The request
Reproduce every line of the entries below word for word, leaving out the pictures.

[Position identification entries]
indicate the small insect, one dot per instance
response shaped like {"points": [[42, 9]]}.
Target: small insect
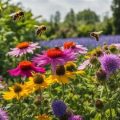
{"points": [[95, 35], [40, 29], [17, 15]]}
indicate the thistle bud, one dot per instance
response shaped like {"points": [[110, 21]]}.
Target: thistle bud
{"points": [[93, 60], [99, 104], [99, 52], [113, 49]]}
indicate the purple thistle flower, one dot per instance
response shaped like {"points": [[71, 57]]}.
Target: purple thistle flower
{"points": [[59, 108], [110, 62], [3, 115], [75, 117]]}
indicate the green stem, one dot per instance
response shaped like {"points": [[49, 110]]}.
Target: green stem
{"points": [[20, 110], [108, 100], [63, 91]]}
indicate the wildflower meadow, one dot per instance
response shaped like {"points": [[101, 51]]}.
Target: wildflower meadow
{"points": [[63, 80]]}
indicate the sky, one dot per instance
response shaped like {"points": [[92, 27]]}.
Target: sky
{"points": [[49, 7]]}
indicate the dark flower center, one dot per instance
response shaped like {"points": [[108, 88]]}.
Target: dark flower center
{"points": [[17, 88], [60, 70], [54, 53], [99, 104], [38, 79], [101, 75], [68, 45], [25, 65], [22, 45]]}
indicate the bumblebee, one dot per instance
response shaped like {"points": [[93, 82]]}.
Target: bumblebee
{"points": [[40, 30], [95, 35], [17, 15]]}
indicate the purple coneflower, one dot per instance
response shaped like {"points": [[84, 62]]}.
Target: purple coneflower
{"points": [[74, 47], [23, 48], [75, 117], [84, 65], [54, 56], [25, 69], [3, 115], [59, 108], [110, 62]]}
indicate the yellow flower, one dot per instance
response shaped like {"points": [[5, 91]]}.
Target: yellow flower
{"points": [[62, 76], [38, 82], [72, 68], [43, 117], [17, 91]]}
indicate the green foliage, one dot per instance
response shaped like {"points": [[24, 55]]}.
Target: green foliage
{"points": [[116, 15], [88, 17]]}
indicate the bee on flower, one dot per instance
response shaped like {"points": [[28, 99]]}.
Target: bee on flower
{"points": [[17, 15], [40, 29], [17, 91], [54, 57], [23, 48], [38, 81]]}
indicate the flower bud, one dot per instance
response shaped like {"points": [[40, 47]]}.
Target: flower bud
{"points": [[113, 49]]}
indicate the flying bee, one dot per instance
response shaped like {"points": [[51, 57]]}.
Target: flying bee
{"points": [[95, 35], [40, 29], [17, 15]]}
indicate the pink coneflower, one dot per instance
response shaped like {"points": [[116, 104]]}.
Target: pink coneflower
{"points": [[3, 115], [23, 48], [54, 56], [84, 65], [110, 63], [25, 68], [74, 47]]}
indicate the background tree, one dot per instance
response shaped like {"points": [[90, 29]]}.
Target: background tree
{"points": [[87, 16]]}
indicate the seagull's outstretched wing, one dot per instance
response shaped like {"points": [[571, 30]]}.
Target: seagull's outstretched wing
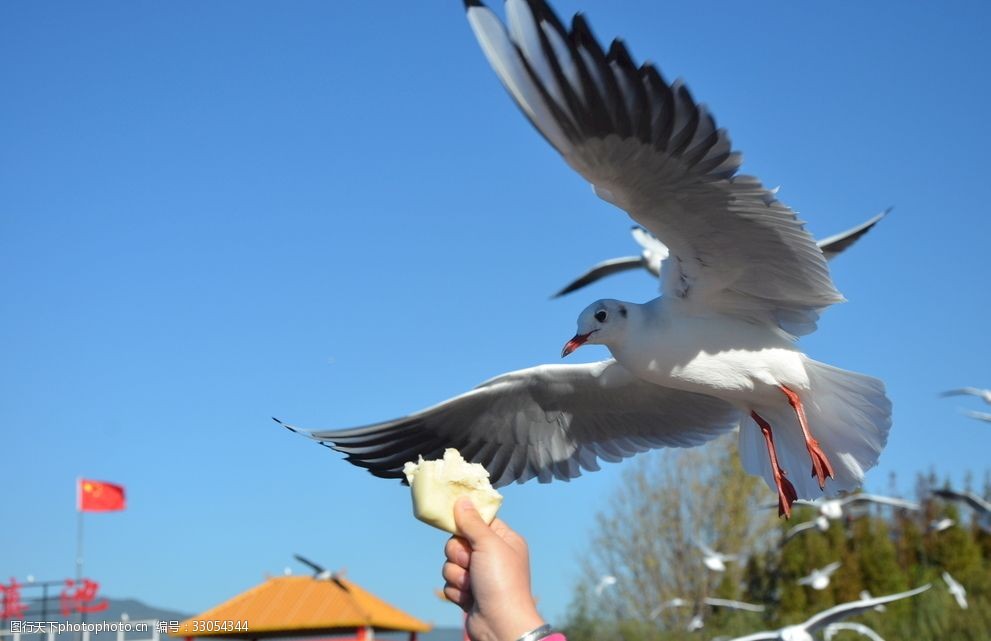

Answer for the task
indicate the small insect, one dot per instance
response shaped like {"points": [[42, 9]]}.
Target: small insect
{"points": [[95, 35], [40, 29], [17, 15]]}
indicate the thistle bud, one dot per instance
response shaped like {"points": [[110, 21]]}.
Target: thistle bud
{"points": [[93, 60], [99, 104], [99, 52], [113, 49]]}
indicate the purple thistle flower, one dot per instance
response shaped like {"points": [[71, 57]]}.
Target: purple thistle flower
{"points": [[59, 108], [110, 62], [3, 115], [75, 117]]}
indicate the green stem, one dot per instance
response shaped like {"points": [[49, 110]]}.
Target: green stem
{"points": [[20, 110], [108, 100], [63, 91]]}
indicate the wildflower meadow, one dot per instance
response shaped like {"points": [[101, 51]]}.
Target: wildflower meadow
{"points": [[63, 80]]}
indicate the sky, one dot per instance
response shaped like {"points": [[92, 27]]}.
Target: sky
{"points": [[49, 7]]}
indicate the dark flower center, one dot per instance
response shaped like {"points": [[108, 88]]}.
Target: dark flower center
{"points": [[17, 88], [60, 70], [54, 53], [99, 104], [38, 79], [101, 75], [68, 45], [25, 65], [22, 45]]}
indicate the bumblebee, one dot per instance
response shaped like {"points": [[93, 82]]}.
Target: bumblebee
{"points": [[40, 30], [95, 35], [17, 15]]}
indicate the purple coneflower, one dot per instance
response shaped like {"points": [[84, 62]]}.
Target: purple coneflower
{"points": [[74, 47], [23, 48], [75, 117], [84, 65], [54, 56], [25, 69], [3, 115], [59, 108], [110, 62]]}
indicate the yellow flower, one dot per instance
response shaped like {"points": [[5, 91]]}.
Target: yellow flower
{"points": [[62, 76], [38, 82], [72, 68], [43, 117], [17, 91]]}
indicate the green foliage, one dot per instance
response shaped like {"points": [[24, 55]]}.
Target: green foliage
{"points": [[116, 15], [88, 17]]}
indicate the bee on flower, one dot per instance
response shaped like {"points": [[28, 99]]}.
Target: bee on flower
{"points": [[17, 15], [40, 29], [17, 91], [54, 57], [23, 48], [38, 81]]}
indicate the flower bud, one dot per instance
response shaped like {"points": [[40, 47]]}.
Target: flower bud
{"points": [[113, 49]]}
indicate the flying bee, one dot per instance
response shaped like {"points": [[51, 57]]}.
Target: flying bee
{"points": [[95, 35], [40, 29], [17, 15]]}
indicate the pink coneflower, one dot per instance
response shaped like {"points": [[116, 104]]}.
Target: pink coneflower
{"points": [[3, 115], [23, 48], [54, 56], [84, 65], [110, 63], [25, 68], [74, 47]]}
indicate the background tree, one dot per instance
response shaped like {"points": [[90, 29]]}.
Target: background tree
{"points": [[87, 16]]}
indicate the seagull's outstretched wing, one dot per instance
response shaped like {"points": [[571, 30]]}.
Target: seagull's outstretched wing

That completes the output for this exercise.